━━━ EXERCISE MATERIALS

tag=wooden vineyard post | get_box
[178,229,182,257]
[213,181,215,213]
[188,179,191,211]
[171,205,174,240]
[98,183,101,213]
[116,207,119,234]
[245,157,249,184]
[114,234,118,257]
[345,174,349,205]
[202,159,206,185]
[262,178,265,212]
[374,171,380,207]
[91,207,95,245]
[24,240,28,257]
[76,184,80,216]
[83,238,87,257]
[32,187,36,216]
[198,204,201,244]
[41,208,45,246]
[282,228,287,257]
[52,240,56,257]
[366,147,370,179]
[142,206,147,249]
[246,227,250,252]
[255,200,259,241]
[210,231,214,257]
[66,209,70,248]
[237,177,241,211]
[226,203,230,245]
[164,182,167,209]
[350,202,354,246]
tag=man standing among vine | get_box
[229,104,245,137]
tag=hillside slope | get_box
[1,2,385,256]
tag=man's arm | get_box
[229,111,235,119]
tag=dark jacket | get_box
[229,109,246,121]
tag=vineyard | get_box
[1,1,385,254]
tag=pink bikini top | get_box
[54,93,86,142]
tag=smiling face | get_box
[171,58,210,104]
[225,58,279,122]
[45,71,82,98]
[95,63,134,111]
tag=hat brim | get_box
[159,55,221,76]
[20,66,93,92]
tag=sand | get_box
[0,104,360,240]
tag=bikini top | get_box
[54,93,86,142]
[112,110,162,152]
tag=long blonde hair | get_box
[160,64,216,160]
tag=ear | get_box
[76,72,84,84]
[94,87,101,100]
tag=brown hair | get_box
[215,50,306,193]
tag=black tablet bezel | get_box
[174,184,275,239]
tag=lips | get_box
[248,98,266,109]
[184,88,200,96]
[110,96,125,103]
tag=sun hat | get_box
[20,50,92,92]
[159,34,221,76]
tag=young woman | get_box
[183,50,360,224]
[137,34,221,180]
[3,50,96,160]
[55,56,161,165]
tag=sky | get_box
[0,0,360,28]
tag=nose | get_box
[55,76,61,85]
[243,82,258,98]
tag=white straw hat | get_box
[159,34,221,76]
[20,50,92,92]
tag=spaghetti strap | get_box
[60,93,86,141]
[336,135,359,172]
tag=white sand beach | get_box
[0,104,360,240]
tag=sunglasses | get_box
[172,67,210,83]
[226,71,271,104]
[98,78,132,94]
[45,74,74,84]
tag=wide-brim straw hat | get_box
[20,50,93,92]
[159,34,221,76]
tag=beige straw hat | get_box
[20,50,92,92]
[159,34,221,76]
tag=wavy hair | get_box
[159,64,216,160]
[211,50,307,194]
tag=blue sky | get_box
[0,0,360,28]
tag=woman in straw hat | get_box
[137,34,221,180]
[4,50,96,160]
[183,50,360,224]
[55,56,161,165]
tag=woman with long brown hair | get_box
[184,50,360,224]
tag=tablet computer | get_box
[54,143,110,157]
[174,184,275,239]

━━━━━━

*TO BE DONE*
Reproduce all of the records above verbatim, keeping every line in its original order.

*RESULT*
tag=wooden vineyard post | get_box
[178,229,182,257]
[213,181,215,213]
[188,179,191,211]
[171,205,174,240]
[98,183,101,213]
[116,207,119,234]
[245,157,249,184]
[114,234,118,257]
[345,174,349,205]
[202,159,206,185]
[262,178,265,212]
[374,171,380,207]
[91,207,95,245]
[24,240,28,257]
[76,184,80,216]
[83,238,87,257]
[32,187,36,216]
[198,204,201,244]
[41,208,45,246]
[282,228,287,257]
[52,240,56,257]
[366,147,370,179]
[142,206,147,249]
[246,227,250,252]
[255,200,259,241]
[210,231,214,257]
[66,209,70,248]
[237,177,241,211]
[226,203,230,245]
[164,182,167,209]
[350,202,354,246]
tag=man standing among vine | get_box
[229,104,245,137]
tag=hillside slope | get_box
[1,2,385,256]
tag=man's arm | get_box
[229,111,235,119]
tag=dark jacket | get_box
[229,109,246,121]
tag=vineyard | get_box
[1,1,385,254]
tag=pink bikini top | get_box
[54,93,86,142]
tag=smiling face | get_box
[171,58,210,104]
[225,58,279,122]
[45,71,82,98]
[95,63,134,111]
tag=hat brim | get_box
[159,55,221,76]
[20,66,93,92]
tag=sand | get_box
[0,104,360,240]
tag=bikini top | get_box
[54,93,86,142]
[112,110,162,152]
tag=long blonde hair | get_box
[160,64,216,160]
tag=ear | get_box
[76,72,84,84]
[94,87,101,100]
tag=brown hair | get_box
[215,50,306,193]
tag=black tablet bezel | get_box
[174,184,275,239]
tag=lips | get_box
[248,98,266,109]
[184,88,200,96]
[110,96,125,103]
tag=sun hat | get_box
[20,50,92,92]
[159,34,221,76]
tag=young woman | get_box
[183,50,360,224]
[137,34,221,180]
[3,50,96,160]
[55,56,161,165]
tag=sky | get_box
[0,0,360,28]
tag=nose | get_box
[55,76,61,85]
[243,82,258,98]
tag=white straw hat | get_box
[159,34,221,76]
[20,50,92,92]
tag=spaghetti strap | get_box
[60,93,86,141]
[336,135,359,172]
tag=white sand beach | get_box
[0,104,360,240]
tag=sunglasses | get_box
[172,67,210,83]
[226,71,271,104]
[98,78,132,94]
[45,74,74,84]
tag=wide-brim straw hat | get_box
[20,50,93,92]
[159,34,221,76]
tag=beige straw hat | get_box
[20,50,92,92]
[159,34,221,76]
tag=wavy hair | get_box
[159,64,216,160]
[211,50,307,194]
tag=blue sky | get_box
[0,0,360,28]
tag=woman in straw hat | get_box
[137,34,221,180]
[4,50,96,160]
[183,50,360,224]
[55,56,161,165]
tag=woman with long brown hair | get_box
[184,50,360,224]
tag=tablet computer | get_box
[54,143,110,157]
[174,184,275,239]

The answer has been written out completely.